Could you copy out the lines of the data below, word for word, from the line with "room on this photo." to the line with "<point>427,300</point>", including both of those lines?

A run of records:
┌──
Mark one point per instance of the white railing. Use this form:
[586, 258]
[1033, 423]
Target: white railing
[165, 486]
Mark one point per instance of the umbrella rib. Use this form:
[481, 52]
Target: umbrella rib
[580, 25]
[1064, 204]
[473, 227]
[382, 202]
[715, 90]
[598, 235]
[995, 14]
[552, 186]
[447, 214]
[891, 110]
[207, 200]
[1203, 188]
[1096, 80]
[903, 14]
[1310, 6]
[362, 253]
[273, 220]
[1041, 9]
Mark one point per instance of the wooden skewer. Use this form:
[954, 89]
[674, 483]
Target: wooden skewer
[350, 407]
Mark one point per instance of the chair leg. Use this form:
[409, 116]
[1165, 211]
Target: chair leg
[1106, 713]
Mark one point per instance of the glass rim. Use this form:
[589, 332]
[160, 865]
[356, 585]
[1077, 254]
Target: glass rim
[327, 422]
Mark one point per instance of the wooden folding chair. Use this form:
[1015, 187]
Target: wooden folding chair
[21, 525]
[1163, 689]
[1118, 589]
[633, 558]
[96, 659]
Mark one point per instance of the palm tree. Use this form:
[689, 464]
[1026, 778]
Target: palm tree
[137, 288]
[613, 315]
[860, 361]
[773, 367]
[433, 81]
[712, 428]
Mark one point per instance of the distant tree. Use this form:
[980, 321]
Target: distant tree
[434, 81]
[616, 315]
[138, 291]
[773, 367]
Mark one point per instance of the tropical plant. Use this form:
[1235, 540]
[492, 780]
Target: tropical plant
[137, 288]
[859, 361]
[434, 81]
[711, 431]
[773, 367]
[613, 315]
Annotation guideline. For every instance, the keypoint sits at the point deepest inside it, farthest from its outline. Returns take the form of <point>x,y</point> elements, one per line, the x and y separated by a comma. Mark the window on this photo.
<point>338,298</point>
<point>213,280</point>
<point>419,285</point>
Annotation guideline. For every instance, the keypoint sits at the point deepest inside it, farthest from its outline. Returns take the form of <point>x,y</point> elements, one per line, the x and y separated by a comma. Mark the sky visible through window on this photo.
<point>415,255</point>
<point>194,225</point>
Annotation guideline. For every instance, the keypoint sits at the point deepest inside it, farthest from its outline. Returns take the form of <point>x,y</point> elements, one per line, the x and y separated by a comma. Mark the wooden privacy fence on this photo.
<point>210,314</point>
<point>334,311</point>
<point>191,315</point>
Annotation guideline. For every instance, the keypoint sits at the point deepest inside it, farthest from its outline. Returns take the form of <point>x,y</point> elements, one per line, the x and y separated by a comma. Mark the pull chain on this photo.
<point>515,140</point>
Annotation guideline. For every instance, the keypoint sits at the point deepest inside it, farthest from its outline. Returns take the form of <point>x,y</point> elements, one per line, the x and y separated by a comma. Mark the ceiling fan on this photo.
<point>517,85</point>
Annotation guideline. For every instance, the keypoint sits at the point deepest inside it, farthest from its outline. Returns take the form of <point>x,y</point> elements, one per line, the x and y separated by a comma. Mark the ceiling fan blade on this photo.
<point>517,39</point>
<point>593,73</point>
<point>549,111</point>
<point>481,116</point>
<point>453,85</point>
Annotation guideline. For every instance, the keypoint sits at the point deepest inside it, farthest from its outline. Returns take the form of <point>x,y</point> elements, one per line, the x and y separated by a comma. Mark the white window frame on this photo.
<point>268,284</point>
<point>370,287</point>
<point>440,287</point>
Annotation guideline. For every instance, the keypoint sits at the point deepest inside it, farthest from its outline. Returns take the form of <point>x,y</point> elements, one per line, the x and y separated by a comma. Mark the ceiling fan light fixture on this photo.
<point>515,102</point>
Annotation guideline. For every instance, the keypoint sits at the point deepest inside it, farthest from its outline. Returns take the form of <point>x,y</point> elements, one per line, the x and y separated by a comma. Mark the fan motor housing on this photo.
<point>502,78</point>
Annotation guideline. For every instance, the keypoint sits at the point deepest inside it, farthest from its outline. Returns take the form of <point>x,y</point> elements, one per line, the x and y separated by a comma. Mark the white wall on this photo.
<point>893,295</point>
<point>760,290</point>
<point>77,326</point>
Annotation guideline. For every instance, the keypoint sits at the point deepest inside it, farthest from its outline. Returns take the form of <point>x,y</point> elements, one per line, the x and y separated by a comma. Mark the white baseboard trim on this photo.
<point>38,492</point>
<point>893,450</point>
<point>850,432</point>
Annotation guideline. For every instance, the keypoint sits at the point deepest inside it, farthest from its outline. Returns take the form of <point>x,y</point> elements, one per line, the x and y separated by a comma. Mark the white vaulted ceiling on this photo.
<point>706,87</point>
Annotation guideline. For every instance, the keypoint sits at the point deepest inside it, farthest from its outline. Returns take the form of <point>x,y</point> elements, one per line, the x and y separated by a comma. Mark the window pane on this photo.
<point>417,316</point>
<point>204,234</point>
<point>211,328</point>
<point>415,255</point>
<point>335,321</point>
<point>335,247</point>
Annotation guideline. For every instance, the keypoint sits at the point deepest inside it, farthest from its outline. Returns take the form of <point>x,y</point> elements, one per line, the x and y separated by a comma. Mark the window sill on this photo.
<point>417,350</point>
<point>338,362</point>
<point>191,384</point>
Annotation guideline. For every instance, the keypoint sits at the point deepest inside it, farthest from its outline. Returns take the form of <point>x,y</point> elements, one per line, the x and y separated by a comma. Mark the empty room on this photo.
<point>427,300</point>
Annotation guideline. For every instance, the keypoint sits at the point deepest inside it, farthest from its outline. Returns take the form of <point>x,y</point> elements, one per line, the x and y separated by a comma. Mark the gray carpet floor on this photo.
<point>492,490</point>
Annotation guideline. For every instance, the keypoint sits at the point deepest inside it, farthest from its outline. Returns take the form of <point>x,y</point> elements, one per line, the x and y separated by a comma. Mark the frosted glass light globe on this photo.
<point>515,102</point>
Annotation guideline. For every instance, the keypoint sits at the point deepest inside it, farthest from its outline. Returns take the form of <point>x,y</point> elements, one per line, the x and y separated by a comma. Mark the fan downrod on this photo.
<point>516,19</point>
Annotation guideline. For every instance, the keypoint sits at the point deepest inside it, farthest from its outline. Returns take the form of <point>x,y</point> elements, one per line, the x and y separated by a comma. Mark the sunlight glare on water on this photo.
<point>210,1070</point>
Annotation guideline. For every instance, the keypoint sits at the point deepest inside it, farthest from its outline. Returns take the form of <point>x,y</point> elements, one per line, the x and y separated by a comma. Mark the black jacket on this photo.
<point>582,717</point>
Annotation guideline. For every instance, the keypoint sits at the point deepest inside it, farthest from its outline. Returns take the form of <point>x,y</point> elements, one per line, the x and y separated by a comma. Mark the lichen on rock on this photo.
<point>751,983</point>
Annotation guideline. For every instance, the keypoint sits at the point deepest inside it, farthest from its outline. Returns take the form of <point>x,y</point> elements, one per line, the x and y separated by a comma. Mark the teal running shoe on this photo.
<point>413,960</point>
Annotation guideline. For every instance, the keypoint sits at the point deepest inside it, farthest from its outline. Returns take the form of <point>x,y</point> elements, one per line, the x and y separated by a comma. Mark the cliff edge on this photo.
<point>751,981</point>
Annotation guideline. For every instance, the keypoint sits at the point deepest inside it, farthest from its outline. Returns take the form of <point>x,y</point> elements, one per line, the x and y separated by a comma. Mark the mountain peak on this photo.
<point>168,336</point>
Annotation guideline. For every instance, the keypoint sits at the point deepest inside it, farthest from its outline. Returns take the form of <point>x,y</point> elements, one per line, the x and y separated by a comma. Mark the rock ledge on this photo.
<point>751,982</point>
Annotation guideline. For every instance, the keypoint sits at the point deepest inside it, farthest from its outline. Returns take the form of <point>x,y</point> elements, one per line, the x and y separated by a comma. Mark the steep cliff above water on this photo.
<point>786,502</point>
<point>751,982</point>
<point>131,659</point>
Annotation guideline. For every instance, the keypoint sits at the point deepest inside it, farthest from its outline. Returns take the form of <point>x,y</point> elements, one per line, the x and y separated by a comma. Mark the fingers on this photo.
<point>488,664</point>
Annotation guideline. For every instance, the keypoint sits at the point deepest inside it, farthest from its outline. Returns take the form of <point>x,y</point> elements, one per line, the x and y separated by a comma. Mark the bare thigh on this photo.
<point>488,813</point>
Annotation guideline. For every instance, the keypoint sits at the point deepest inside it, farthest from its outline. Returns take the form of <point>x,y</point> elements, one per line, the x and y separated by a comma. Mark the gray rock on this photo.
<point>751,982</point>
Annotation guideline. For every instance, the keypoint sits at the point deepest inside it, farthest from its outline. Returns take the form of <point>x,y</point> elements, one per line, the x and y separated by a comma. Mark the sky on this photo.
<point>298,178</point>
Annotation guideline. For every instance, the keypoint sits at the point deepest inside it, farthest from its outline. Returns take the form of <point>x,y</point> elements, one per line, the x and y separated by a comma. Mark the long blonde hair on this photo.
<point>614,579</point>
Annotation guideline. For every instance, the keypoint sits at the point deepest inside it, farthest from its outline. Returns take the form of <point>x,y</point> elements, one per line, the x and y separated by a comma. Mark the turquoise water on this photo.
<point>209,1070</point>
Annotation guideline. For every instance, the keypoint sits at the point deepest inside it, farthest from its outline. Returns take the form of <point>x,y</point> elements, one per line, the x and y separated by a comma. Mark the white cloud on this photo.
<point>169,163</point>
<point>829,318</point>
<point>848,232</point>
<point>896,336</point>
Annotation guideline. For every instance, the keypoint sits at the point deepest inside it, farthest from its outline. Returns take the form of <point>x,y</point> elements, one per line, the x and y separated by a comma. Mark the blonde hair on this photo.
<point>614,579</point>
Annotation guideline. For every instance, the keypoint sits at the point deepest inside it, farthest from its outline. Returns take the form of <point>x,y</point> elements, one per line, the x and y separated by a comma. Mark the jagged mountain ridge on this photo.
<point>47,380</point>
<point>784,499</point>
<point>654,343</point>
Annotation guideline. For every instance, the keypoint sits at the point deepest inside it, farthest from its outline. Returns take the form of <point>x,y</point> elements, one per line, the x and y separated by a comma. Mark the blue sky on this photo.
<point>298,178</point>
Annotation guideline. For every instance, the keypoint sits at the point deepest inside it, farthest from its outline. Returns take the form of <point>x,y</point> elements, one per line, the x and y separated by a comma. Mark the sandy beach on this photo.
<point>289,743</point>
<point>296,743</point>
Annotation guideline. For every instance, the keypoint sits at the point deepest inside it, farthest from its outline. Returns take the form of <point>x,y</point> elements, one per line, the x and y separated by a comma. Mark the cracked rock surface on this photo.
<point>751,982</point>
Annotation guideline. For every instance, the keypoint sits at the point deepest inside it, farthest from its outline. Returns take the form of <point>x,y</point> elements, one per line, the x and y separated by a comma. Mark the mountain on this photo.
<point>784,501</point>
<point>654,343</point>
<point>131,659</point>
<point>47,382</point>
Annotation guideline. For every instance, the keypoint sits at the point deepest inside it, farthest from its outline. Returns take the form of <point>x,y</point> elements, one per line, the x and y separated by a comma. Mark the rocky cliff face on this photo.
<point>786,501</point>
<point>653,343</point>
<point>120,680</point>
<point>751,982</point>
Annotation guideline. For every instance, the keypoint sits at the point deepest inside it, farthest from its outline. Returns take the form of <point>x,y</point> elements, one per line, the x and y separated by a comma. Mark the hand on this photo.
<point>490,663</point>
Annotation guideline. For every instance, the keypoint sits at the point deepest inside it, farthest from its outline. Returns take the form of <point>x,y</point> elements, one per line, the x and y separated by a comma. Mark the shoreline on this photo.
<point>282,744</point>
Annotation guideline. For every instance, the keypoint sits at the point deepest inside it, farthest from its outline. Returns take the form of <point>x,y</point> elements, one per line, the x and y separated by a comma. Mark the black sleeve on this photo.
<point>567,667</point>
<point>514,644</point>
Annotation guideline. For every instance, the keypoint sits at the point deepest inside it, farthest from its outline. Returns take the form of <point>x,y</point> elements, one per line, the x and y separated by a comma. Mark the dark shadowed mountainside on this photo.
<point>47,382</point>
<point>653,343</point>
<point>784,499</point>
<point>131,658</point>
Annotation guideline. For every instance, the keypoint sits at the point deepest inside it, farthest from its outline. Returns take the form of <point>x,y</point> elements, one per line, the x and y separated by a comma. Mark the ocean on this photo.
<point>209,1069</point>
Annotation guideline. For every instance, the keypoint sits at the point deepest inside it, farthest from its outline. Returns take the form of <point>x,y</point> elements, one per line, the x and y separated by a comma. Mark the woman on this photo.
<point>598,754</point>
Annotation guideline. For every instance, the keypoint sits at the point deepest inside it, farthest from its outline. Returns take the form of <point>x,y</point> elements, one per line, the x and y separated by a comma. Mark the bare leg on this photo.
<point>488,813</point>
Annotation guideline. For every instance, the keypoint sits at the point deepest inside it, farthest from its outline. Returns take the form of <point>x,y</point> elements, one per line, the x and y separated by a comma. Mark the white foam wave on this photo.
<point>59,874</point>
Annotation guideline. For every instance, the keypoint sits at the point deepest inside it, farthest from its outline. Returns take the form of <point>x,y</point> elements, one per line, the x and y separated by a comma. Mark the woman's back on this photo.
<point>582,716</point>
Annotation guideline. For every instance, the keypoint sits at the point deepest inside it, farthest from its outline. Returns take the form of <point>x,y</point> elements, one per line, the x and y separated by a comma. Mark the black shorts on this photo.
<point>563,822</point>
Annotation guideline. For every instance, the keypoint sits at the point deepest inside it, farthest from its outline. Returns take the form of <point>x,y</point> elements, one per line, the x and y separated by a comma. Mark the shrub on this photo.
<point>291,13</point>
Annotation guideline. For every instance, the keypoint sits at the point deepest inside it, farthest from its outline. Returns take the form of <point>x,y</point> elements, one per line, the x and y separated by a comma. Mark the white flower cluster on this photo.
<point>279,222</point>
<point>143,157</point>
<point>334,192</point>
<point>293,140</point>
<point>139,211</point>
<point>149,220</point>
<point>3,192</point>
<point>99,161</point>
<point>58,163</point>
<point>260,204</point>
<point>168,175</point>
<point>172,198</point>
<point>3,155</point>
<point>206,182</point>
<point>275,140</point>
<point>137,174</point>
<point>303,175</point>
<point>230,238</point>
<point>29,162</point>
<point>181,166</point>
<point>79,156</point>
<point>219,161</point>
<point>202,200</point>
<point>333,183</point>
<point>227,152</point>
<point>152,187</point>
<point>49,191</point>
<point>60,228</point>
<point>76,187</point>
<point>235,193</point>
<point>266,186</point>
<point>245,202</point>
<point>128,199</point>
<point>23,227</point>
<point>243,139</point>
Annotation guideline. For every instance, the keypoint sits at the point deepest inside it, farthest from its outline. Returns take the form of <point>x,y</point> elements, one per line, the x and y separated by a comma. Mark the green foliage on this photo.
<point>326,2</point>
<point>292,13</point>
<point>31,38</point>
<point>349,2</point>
└──
## SOLUTION FOR THIS EXERCISE
Annotation guideline. For every instance, the keypoint sits at the point deepest inside it, farthest from its outline. Returns take the form of <point>x,y</point> elements, one per line, the x and y separated by a comma. Mark the empty room on this photo.
<point>427,300</point>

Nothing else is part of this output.